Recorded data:
- - - - - - -

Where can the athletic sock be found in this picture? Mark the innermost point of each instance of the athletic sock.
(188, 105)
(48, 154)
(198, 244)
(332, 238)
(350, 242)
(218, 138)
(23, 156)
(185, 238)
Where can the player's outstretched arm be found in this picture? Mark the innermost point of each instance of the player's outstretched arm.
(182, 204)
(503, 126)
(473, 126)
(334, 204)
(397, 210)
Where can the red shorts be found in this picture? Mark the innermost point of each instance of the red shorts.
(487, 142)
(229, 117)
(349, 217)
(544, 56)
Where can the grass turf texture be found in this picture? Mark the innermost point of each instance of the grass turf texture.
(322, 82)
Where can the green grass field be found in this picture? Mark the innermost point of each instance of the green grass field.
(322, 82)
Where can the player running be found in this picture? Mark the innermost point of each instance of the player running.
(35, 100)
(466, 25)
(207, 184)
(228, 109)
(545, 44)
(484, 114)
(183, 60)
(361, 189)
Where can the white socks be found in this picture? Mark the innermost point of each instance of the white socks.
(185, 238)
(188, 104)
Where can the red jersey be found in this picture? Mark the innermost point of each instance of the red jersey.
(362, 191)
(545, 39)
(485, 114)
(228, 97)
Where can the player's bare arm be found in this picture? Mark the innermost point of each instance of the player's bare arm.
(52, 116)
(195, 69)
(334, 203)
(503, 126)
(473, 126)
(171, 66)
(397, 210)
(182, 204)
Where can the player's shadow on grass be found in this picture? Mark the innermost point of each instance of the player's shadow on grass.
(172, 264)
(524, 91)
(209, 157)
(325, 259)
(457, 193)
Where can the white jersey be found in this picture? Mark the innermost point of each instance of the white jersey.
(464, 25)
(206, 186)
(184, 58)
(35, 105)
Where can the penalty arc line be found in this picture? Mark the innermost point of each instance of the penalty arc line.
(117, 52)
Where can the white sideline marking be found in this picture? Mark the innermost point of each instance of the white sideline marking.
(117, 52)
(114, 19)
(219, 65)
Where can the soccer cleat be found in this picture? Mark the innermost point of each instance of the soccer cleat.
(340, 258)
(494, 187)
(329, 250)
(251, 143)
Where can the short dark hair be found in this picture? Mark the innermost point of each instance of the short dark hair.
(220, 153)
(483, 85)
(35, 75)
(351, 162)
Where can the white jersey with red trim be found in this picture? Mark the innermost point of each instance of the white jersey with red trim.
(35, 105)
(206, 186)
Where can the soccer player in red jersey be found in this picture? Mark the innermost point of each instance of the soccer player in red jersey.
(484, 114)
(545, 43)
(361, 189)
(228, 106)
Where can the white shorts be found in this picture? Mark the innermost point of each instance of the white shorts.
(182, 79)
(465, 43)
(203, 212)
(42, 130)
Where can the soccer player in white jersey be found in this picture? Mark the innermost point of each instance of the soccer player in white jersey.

- - - - - - -

• YOUR GOAL
Reproduce the material above, every line of it, exactly.

• RESULT FOR THIS TASK
Where can the athletic sock be found in this picture? Mark the innermost point of each instance of the athletic sock.
(188, 105)
(48, 154)
(198, 244)
(332, 238)
(350, 242)
(218, 138)
(23, 156)
(185, 238)
Where can the player's outstretched arm be found in this picture? Mark the innermost point of each instance of the player's outstretched arm.
(182, 204)
(503, 126)
(473, 126)
(334, 204)
(397, 210)
Where can the red shorts be found in this picture? Mark the innermost point of each instance of the red shorts.
(487, 142)
(229, 117)
(349, 217)
(544, 56)
Where can the grass turf texture be found in this picture? Mark the innermost point of each instance of the grass turf texture.
(322, 82)
Where can the green grass field be found in this picture? Mark the innermost point of each instance of the green grass field.
(322, 82)
Where can the player running be found in this picture? Mark the innermost point of each instance of the player running.
(35, 100)
(466, 25)
(207, 184)
(228, 109)
(545, 44)
(484, 114)
(183, 60)
(361, 189)
Where can the white socks be found in this picture? Mark the innermost point of each instance of the white socks.
(185, 238)
(188, 104)
Where can the red jersey be found in this picture? Mark the innermost point of each instance of the red jersey.
(362, 191)
(545, 39)
(485, 114)
(228, 97)
Where can the player's bare arm be found in this picture? Mark the innermost point of each instance of the player's bare arm.
(52, 116)
(195, 69)
(334, 203)
(503, 126)
(473, 126)
(171, 66)
(397, 210)
(182, 204)
Where can the player's shadow on grass be found in this picture? Mark the innermost point of each instance of the player's shadow on grass.
(172, 264)
(524, 91)
(209, 157)
(325, 259)
(457, 193)
Where can the white jersey be found in this picture? Mark the innermost point of each instance of the white jersey.
(464, 25)
(206, 186)
(184, 58)
(35, 105)
Where can the penalty arc line be found in this picture? Mark the innermost point of each instance of the penalty arc line.
(117, 52)
Where can the white sideline marking be found in this picture? Mark the innermost point of each instance of the white sideline marking.
(117, 52)
(114, 19)
(219, 65)
Where can the soccer cleat be found in this picture? Mark the innermost point of each instance of the soccer cleat.
(340, 258)
(494, 187)
(329, 250)
(251, 143)
Where can the short dark hair be found in this picture? Mark the innermost point of each instance of the short dark hair.
(220, 153)
(483, 85)
(35, 75)
(351, 162)
Where can the white jersey with red trim be found in this picture? Mark the innermost point of each instance of the white jersey with red trim.
(35, 105)
(206, 186)
Where can the soccer player in red jersey be found in this picture? Mark the innermost point of each instance of the soccer player in red jersey.
(484, 114)
(545, 43)
(361, 189)
(228, 106)
Where can the white shorts be found in this picture? Mark the innermost point of each instance of the white shorts.
(182, 79)
(465, 43)
(203, 212)
(42, 130)
Where can the soccer player in white jersey be found in this picture? Mark the innermost point of each instance of the soccer player in white jersey.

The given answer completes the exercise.